> Problem statement
Within the records below, repeat each line exactly but keep every picture out of the copy.

> Available records
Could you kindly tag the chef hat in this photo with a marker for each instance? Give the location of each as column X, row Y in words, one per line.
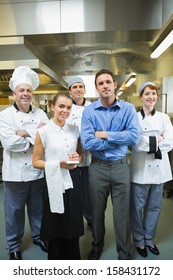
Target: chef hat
column 24, row 75
column 75, row 80
column 145, row 85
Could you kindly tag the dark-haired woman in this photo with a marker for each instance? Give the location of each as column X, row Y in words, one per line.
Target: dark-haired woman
column 150, row 169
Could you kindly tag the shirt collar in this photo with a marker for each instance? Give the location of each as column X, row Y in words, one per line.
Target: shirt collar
column 58, row 128
column 98, row 104
column 82, row 103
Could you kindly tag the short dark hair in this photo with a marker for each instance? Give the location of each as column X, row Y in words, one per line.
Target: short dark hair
column 104, row 71
column 67, row 95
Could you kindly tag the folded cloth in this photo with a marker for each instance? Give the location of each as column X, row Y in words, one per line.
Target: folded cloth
column 58, row 180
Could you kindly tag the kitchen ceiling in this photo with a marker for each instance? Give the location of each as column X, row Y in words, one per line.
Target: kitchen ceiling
column 57, row 56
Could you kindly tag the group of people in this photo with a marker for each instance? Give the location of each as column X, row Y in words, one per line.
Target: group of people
column 65, row 168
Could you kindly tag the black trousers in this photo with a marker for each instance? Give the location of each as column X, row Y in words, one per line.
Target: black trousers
column 64, row 249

> The answer
Could you kindly tag the chef hat in this photo with a marker for each instance? Give the location of each as column X, row Y in words, one per line.
Target: chef hat
column 24, row 75
column 75, row 80
column 145, row 85
Could you kindly tag the dark-haired woman in this photo with a marker for each instance? Give the location of each as column X, row Y in words, one per line.
Target: dark-haired woman
column 150, row 169
Could you kindly tag the shirt collar in this photo with a marker for each instance? Give the location of each as column X, row Y in words, one per line.
Target: shirt collar
column 58, row 128
column 98, row 104
column 82, row 103
Could you kindly tag the short dark hair in this photo with a marker for each instance? Give the location of each as column X, row Y in words, one per line.
Target: short dark hair
column 104, row 71
column 67, row 95
Could you kindly tag the folded cloth in this photo with a marker for each instance? Give the location of each as column X, row Y in words, one per line.
Target: folded cloth
column 58, row 180
Could you kindly tag the kitchen ceiling in this photo with a marker for each instance? Give the location of each as column X, row Y in words, one per line.
Target: kitchen ceiling
column 57, row 56
Could you kindly tag the group of people in this photo with a marker for each instance? Give the location of each as column X, row Y in words, one per line.
Target: group of people
column 65, row 168
Could you kindly tag the black trousers in this photo with a marker for each instance? Give the location of each as column X, row Y in words, one per line.
Target: black trousers
column 64, row 249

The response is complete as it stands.